* start *

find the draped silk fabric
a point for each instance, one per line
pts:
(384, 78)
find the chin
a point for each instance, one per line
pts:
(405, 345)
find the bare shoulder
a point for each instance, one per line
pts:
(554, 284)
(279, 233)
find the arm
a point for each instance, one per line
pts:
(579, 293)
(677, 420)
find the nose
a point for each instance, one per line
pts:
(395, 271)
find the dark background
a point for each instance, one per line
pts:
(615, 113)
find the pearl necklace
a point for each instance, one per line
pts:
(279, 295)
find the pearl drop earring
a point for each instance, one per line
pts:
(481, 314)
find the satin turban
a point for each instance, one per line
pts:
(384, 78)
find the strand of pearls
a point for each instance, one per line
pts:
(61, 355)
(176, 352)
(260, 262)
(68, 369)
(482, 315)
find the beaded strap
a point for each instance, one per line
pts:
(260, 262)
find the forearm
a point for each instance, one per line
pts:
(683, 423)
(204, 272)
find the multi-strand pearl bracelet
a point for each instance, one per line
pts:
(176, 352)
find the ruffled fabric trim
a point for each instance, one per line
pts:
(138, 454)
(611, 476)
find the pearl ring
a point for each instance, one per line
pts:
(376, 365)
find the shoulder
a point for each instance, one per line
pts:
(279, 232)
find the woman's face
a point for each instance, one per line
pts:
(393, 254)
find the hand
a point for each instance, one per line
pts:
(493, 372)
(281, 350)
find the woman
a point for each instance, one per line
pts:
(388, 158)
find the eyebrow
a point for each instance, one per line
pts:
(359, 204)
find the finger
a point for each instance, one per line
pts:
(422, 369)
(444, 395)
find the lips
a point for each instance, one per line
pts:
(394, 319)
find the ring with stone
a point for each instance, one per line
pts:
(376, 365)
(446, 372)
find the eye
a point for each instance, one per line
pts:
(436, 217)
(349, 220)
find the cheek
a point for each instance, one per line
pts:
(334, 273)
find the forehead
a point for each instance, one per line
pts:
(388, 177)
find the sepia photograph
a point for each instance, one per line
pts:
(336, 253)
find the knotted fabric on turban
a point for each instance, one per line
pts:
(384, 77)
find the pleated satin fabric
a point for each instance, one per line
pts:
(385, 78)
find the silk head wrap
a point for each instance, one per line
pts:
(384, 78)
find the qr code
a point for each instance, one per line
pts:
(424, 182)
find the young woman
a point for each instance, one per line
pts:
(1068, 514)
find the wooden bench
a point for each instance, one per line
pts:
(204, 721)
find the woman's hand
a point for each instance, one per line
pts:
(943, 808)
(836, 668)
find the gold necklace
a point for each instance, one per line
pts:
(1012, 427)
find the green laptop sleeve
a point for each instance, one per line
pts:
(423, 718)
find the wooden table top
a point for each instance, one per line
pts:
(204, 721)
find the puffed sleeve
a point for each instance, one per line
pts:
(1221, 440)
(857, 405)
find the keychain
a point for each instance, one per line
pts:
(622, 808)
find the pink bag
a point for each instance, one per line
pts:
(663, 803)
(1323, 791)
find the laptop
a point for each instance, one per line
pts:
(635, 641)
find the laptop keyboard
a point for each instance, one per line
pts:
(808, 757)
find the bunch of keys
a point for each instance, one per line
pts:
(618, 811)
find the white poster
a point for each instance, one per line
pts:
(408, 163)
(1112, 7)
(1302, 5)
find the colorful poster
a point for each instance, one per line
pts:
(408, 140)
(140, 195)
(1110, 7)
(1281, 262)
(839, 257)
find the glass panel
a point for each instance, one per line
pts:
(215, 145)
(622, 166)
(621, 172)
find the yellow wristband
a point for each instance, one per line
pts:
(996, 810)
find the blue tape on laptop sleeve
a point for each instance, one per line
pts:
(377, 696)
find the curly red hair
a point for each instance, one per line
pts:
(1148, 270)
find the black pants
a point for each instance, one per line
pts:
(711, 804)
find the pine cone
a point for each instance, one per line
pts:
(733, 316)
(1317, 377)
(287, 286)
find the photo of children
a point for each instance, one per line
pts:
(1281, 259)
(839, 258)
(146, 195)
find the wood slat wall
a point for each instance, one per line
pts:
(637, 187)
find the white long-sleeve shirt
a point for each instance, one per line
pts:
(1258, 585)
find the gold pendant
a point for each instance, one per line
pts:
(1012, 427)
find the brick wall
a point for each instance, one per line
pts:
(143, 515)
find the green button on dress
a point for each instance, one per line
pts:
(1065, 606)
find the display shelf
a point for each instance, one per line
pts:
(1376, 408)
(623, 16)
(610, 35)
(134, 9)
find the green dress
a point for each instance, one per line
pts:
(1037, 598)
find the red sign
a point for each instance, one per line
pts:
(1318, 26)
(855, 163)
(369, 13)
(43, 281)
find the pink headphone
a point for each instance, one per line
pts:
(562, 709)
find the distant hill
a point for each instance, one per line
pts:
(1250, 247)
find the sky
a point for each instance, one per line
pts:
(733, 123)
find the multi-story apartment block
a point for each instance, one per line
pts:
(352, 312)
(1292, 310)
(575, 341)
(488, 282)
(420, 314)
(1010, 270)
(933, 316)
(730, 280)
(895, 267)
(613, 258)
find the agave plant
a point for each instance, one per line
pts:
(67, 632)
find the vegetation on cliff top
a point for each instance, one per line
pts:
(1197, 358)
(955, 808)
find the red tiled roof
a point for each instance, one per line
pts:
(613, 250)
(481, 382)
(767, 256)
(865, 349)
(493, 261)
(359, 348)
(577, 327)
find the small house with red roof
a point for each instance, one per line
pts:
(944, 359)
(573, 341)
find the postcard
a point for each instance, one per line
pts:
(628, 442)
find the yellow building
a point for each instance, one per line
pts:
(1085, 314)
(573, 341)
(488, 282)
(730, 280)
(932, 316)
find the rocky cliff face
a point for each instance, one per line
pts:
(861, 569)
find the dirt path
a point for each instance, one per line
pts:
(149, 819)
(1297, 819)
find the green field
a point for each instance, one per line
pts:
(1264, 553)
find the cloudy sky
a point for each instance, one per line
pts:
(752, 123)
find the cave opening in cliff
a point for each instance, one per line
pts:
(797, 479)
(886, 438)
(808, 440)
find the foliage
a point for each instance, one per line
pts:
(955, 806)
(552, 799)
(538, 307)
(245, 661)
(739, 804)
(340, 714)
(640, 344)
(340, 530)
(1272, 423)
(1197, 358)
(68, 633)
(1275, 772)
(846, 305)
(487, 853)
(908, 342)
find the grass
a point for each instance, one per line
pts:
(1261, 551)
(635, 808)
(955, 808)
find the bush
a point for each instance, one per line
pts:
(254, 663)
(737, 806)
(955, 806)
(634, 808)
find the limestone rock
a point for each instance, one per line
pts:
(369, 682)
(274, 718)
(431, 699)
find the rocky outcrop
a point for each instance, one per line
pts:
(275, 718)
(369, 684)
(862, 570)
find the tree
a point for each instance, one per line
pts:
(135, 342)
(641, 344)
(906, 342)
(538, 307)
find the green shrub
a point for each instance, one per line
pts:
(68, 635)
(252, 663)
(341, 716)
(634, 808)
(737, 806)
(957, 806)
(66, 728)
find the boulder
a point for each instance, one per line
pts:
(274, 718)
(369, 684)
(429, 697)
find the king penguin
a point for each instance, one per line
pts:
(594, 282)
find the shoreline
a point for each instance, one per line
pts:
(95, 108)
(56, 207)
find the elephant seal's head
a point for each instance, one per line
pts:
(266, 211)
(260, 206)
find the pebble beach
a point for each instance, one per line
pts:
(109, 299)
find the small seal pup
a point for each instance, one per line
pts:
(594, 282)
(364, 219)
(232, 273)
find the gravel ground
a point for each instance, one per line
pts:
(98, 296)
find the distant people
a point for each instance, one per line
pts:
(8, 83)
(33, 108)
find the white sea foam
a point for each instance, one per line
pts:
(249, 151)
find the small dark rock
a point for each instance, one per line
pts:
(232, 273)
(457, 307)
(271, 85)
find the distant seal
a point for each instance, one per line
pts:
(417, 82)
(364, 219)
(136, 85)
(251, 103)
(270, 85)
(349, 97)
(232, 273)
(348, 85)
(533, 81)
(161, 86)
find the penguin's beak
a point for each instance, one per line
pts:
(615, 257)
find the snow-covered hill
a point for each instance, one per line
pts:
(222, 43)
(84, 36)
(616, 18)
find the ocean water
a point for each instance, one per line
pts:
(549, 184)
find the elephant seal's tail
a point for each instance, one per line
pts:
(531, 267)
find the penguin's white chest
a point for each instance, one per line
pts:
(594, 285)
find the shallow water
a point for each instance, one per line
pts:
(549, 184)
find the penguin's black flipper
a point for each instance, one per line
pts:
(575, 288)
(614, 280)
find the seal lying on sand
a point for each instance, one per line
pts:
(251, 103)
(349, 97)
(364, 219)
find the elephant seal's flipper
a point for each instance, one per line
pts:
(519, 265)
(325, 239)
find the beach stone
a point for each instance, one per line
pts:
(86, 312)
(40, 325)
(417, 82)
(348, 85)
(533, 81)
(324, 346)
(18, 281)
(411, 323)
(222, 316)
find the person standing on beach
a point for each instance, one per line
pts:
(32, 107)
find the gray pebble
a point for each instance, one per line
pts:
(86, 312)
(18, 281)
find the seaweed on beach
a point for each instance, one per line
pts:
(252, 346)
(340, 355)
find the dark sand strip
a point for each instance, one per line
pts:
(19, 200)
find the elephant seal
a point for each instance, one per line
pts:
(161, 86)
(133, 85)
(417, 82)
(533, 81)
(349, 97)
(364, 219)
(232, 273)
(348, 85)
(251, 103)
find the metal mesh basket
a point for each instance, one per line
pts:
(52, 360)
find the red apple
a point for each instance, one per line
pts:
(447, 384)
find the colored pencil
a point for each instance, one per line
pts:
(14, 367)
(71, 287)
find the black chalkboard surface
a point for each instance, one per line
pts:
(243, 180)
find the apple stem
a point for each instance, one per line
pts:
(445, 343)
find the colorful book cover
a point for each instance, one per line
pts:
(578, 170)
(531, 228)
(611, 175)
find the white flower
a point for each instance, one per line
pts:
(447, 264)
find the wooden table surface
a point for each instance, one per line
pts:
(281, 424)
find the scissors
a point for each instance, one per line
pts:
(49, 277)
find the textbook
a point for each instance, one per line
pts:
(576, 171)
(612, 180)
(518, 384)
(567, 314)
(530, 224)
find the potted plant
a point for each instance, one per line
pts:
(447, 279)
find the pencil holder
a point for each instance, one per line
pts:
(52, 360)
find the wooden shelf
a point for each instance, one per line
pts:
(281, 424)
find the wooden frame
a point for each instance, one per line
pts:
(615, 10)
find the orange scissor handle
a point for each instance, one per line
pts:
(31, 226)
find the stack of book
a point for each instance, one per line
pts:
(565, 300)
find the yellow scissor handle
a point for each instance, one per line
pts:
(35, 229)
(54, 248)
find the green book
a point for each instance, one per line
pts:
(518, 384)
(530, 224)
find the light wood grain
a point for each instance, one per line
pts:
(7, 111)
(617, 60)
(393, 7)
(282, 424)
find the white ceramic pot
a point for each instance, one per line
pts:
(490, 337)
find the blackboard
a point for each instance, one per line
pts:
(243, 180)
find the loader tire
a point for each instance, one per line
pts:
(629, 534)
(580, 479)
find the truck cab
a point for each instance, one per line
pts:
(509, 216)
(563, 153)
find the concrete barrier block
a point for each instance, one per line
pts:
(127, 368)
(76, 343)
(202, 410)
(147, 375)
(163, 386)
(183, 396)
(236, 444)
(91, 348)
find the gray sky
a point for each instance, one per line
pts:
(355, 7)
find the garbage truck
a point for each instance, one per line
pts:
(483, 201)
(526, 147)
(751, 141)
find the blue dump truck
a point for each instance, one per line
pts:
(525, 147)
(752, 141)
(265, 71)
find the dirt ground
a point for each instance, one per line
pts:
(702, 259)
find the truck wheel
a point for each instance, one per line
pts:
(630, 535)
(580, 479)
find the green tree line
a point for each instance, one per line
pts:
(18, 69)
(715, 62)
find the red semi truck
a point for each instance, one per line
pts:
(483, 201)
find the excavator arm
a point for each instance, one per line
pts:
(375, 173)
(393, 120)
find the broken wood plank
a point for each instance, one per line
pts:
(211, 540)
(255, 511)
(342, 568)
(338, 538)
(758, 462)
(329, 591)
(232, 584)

* end *

* _What is being asked_
Write out every line of the material, not only the points, in the stretch from the line containing "find the sepia photograph" through the line containing "(1068, 514)". Raise both coordinates of each point by 143.

* _Correct result_
find the sepia photograph
a point for each instance, one per line
pts:
(479, 396)
find the knotted fabric on turban
a point for each instance, one per line
pts:
(527, 220)
find the pleated satin fabric
a point for each instance, one per line
pts:
(528, 221)
find the silk head wrap
a point for each instance, one per line
pts:
(527, 221)
find the qr code
a point for each instance, one per line
pts:
(567, 325)
find the young woman
a point for each instance, one per line
pts:
(1211, 657)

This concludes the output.